= Passage =
By Douglas K. Smith, author of On Value and Values: Thinking Differently About We In An Age Of Me

In “Economics In Crisis”, professor Brad DeLong notes:

The most interesting moment at a recent conference held in Bretton Woods … came when Financial Times columnist Martin Wolf (asked) Larry Summers, “[Doesn’t] what has happened in the past few years simply suggest that [academic] economists did not understand what was going on?”

DeLong agreed with Summers’ response: “the problem is that there is so much that is “distracting, confusing, and problem-denying in…the first year course in most PhD programs.” As a result, even though “economics knows a fair amount,” it “has forgotten a fair amount that is relevant, and it has been distracted by an enormous amount.” DeLong then goes on to call for serious change in what economics departments do and teach.

= Provided material =
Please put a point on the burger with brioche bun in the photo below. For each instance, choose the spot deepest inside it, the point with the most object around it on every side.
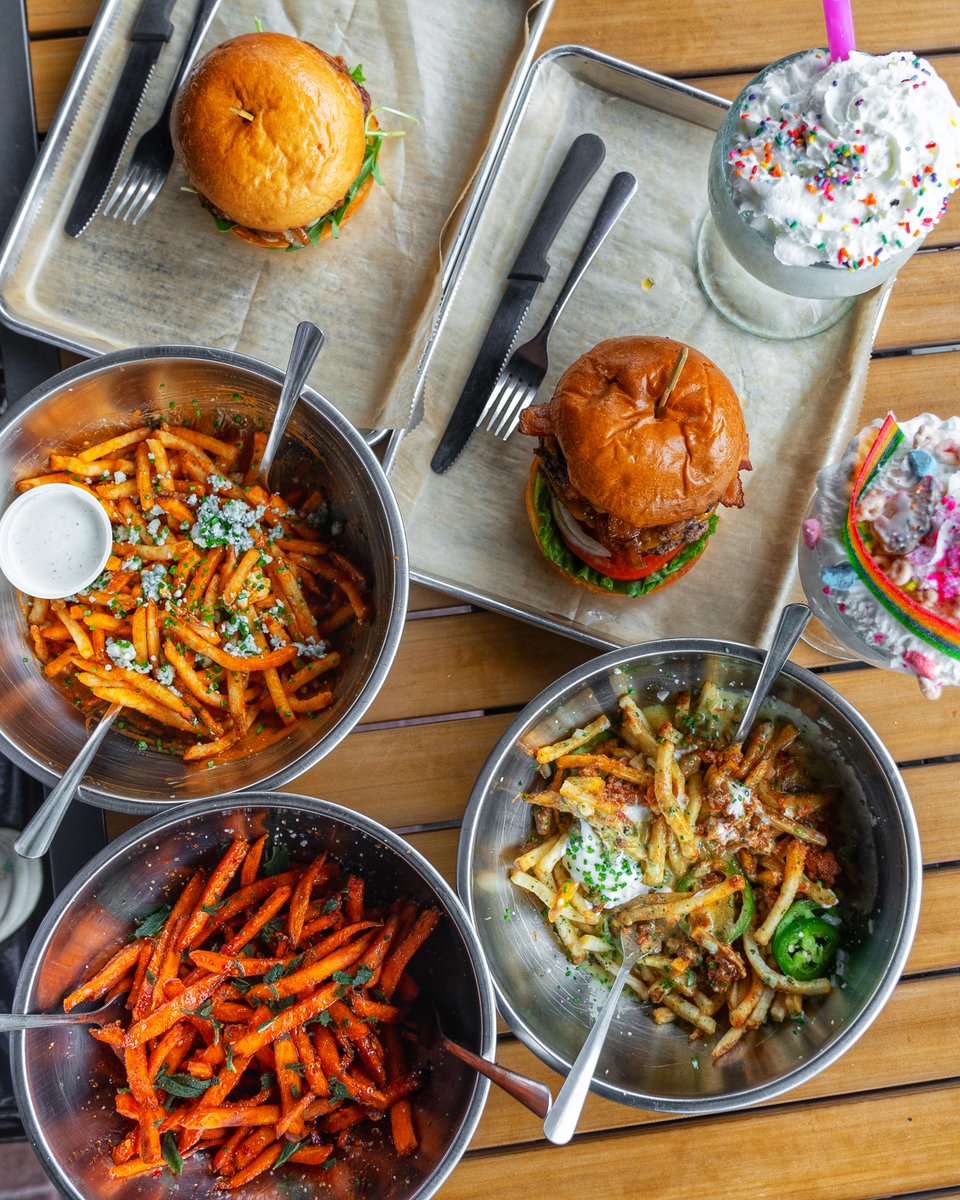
(641, 442)
(277, 138)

= Stated task =
Print the passage on economics in crisis verbatim, from "The most interesting" up to and including "do and teach.".

= Solved exercise =
The most interesting moment at a recent conference held in Bretton Woods … came when Financial Times columnist Martin Wolf (asked) Larry Summers, “[Doesn’t] what has happened in the past few years simply suggest that [academic] economists did not understand what was going on?”

DeLong agreed with Summers’ response: “the problem is that there is so much that is “distracting, confusing, and problem-denying in…the first year course in most PhD programs.” As a result, even though “economics knows a fair amount,” it “has forgotten a fair amount that is relevant, and it has been distracted by an enormous amount.” DeLong then goes on to call for serious change in what economics departments do and teach.